EXTRACTED ENTRIES:
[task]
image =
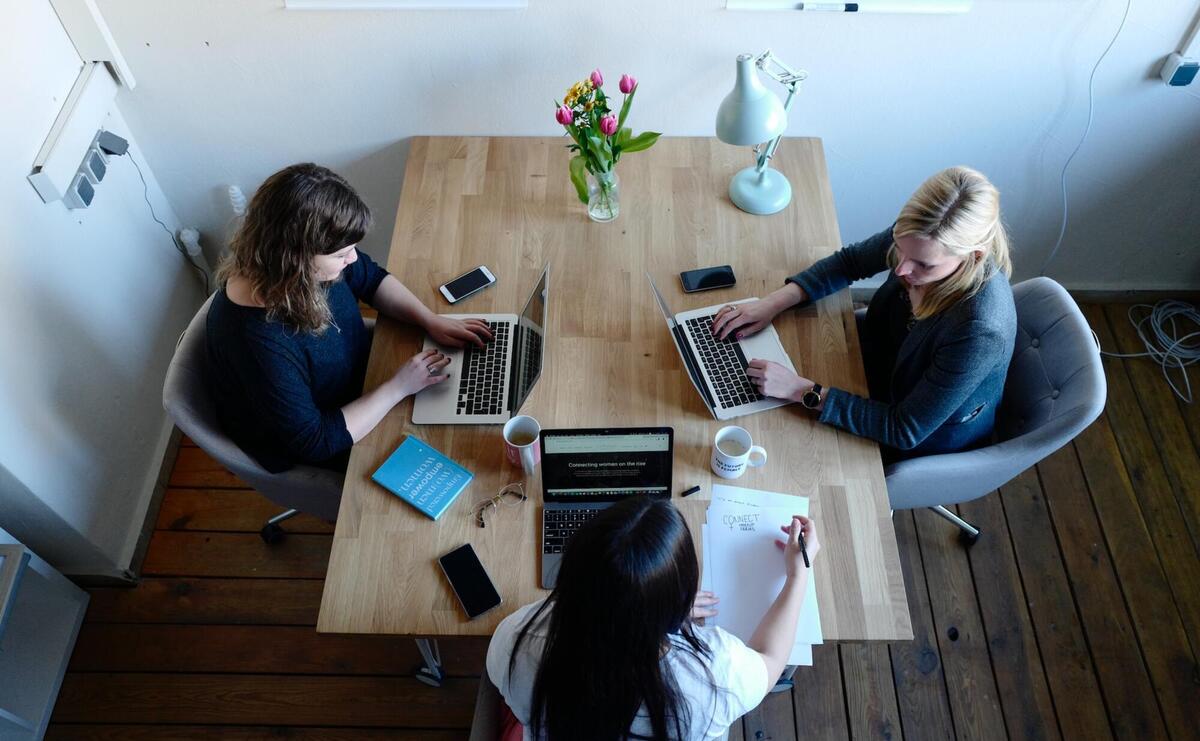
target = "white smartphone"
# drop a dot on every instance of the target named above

---

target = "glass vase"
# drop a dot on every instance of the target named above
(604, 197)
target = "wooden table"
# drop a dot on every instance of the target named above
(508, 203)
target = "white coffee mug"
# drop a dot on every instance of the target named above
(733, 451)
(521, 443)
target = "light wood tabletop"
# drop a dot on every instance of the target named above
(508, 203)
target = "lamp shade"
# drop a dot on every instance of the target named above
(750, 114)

---

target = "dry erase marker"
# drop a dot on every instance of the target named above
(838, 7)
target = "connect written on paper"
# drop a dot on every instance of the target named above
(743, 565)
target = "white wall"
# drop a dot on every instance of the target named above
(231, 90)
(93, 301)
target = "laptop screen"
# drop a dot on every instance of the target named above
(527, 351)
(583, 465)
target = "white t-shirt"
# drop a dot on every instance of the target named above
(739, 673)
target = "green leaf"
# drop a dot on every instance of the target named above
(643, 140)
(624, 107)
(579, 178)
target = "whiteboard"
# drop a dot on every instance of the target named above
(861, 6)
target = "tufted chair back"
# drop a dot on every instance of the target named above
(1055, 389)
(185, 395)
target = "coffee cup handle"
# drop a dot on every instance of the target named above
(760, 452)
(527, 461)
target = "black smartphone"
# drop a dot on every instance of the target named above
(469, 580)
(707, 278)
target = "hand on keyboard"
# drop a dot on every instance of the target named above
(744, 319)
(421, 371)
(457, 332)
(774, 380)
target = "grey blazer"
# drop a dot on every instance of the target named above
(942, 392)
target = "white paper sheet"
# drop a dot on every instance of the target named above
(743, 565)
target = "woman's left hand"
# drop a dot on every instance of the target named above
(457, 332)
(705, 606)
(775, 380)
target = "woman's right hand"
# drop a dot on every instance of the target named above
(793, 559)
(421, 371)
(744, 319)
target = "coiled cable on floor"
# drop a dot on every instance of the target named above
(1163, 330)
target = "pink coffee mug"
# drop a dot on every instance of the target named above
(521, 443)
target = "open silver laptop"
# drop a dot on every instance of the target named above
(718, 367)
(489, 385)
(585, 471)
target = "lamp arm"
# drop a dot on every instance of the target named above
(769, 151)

PROBLEM DETAILS: Give only the number of lines above holding "laptop".

WRITTEN SOLUTION: 2